AUFGABENSTELLUNG - Zitiere den Text über das Wachstumsbeschleunigungsgesetz vollständig und ohne jede Änderung.

ZITIERTER TEXT -
Kochs 14. Bürgermeisterjahr aber wird so schwierig wie keines zuvor. Eine Ursache ist das Wachstumsbeschleunigungsgesetz, dem morgen die Länder im Bundesrat zustimmen sollen. Es geht darin um Entlastungen für Familien über höhere Kinderfreibeträge und höheres Kindergeld, um niedrigere Erbschaftssteuern, Steuererleichterungen für Unternehmen und einen ermäßigten Mehrwertsteuersatz für Betreiber von Hotels, Pensionen oder Gasthöfen.

All diese Maßnahmen sollen ab 1. Januar 2010 greifen und werden den Staat rund 8,5 Milliarden Euro kosten. Aber sie werden auch Wachstum bringen, glaubt die Bundesregierung. Malentes Rathauschef ist skeptisch. "Wir sind an der Grenze des Belastbaren angelangt", sagt Koch. Er gehört der CDU an, der Partei, die das Gesetz mit der FDP zusammen entworfen hat.

Mit seiner Statur und seinem Bart ähnelt der 53-jährige Familienvater ein wenig Peter Harry Carstensen. Und mit seiner Meinung über das Gesetz ist der Bürgermeister ganz auf der Linie seines Ministerpräsidenten. Der hat höchstpersönlich bei Bundeskanzlerin Angela Merkel mit seinem Veto im Bundesrat gedroht. Seinem Land steht bei einem Schuldenberg von 24 Milliarden Euro das Wasser schon jetzt bis zum Hals. Kommt das Gesetz, fehlen Carstensen ab kommendem Jahr 70 Millionen Euro an Steuereinnahmen im Landeshaushalt.

GEGEBENE ANGABEN -
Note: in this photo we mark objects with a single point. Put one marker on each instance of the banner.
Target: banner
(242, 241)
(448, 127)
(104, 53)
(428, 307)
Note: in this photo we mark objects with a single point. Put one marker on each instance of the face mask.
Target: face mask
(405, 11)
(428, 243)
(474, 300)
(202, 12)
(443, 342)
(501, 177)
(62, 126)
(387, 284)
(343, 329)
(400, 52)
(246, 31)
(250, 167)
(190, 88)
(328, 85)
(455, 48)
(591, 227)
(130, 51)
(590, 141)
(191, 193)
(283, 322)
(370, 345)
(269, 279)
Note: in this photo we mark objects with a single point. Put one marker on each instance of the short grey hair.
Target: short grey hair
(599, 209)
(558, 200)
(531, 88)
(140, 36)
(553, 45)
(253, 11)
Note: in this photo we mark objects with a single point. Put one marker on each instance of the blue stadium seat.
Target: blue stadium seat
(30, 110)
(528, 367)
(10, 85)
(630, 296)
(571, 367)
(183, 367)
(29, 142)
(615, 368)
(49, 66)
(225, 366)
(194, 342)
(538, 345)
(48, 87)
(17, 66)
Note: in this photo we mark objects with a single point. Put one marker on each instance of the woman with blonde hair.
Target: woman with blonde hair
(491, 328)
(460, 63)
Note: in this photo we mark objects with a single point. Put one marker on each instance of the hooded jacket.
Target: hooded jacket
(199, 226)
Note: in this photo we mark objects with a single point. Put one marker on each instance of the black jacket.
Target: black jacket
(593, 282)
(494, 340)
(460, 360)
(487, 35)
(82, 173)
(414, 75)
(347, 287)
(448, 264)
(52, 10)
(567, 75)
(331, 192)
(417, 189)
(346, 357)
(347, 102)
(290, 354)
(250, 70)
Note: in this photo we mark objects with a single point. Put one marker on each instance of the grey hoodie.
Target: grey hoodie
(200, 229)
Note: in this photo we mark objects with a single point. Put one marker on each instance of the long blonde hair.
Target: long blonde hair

VOLLSTÄNDIGE ANTWORT -
Kochs 14. Bürgermeisterjahr aber wird so schwierig wie keines zuvor. Eine Ursache ist das Wachstumsbeschleunigungsgesetz, dem morgen die Länder im Bundesrat zustimmen sollen. Es geht darin um Entlastungen für Familien über höhere Kinderfreibeträge und höheres Kindergeld, um niedrigere Erbschaftssteuern, Steuererleichterungen für Unternehmen und einen ermäßigten Mehrwertsteuersatz für Betreiber von Hotels, Pensionen oder Gasthöfen.

All diese Maßnahmen sollen ab 1. Januar 2010 greifen und werden den Staat rund 8,5 Milliarden Euro kosten. Aber sie werden auch Wachstum bringen, glaubt die Bundesregierung. Malentes Rathauschef ist skeptisch. "Wir sind an der Grenze des Belastbaren angelangt", sagt Koch. Er gehört der CDU an, der Partei, die das Gesetz mit der FDP zusammen entworfen hat.

Mit seiner Statur und seinem Bart ähnelt der 53-jährige Familienvater ein wenig Peter Harry Carstensen. Und mit seiner Meinung über das Gesetz ist der Bürgermeister ganz auf der Linie seines Ministerpräsidenten. Der hat höchstpersönlich bei Bundeskanzlerin Angela Merkel mit seinem Veto im Bundesrat gedroht. Seinem Land steht bei einem Schuldenberg von 24 Milliarden Euro das Wasser schon jetzt bis zum Hals. Kommt das Gesetz, fehlen Carstensen ab kommendem Jahr 70 Millionen Euro an Steuereinnahmen im Landeshaushalt.